Excerpt:

Moira Shearer
Moira Shearer | |
---|---|
File:Moira Shearer in The Red Shoes.jpg | |
Born | Moira Shearer King 17 January 1926 |
Died | 31 January 2006 | (aged 80)
Other names | Lady Kennedy |
Years active | 1938–1987 |
Spouse | Ludovic Kennedy (1950–2006; her death) |
Children | Alastair, Ailsa, Rachel, and Fiona |
Moira Shearer, Lady Kennedy (17 January 1926 – 31 January 2006), was an internationally renowned British ballet dancer and actress.

Collected data:
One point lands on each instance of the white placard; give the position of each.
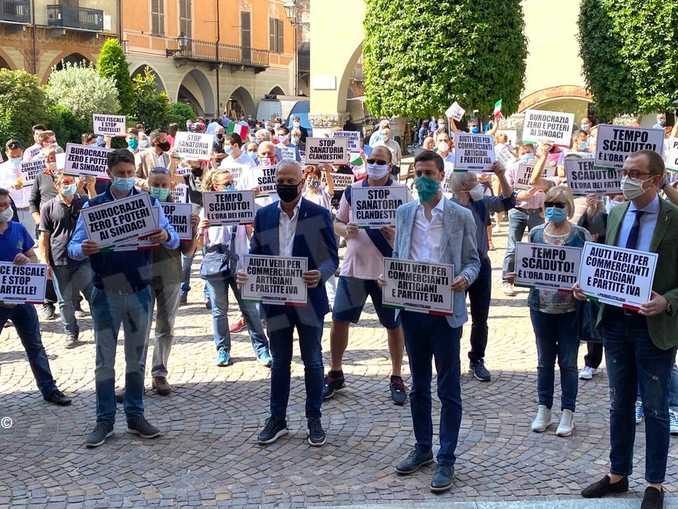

Given task: Resume the Moira Shearer biography above, continuing after its final sentence.

Expected answer:
Early life
She was born Moira Shearer King in Dunfermline, Fife, Scotland, the daughter of Harold Charles King. In 1931 her family moved to Ndola, Northern Rhodesia, where her father worked as a civil engineer and where she received her first dancing training under a former pupil of Enrico Cecchetti.[1] She returned to Britain in 1936 and trained with Flora Fairbairn in London for a few months before she was accepted as a pupil by the Russian teacher Nicholas Legat.[1] At his studio she met Mona Inglesby[2] who gave Shearer a part in her new ballet Endymion, presented at an all star matinee at the Cambridge Theatre in 1938.[3] After three years with Legat, she joined the Sadler's Wells Ballet School. After the outbreak of World War II, her parents took her to live in Scotland.[1] She joined Mona Inglesby's International Ballet[4] for its 1941 provincial tour and West End season before moving on to Sadler's Wells in 1942.
Film career
Her first "claim to fame" is as Posy Fossil in the advertisements for the Noel Streatfeild book Ballet Shoes while she was training under Flora Fairbairn, a good friend of Streatfeild's.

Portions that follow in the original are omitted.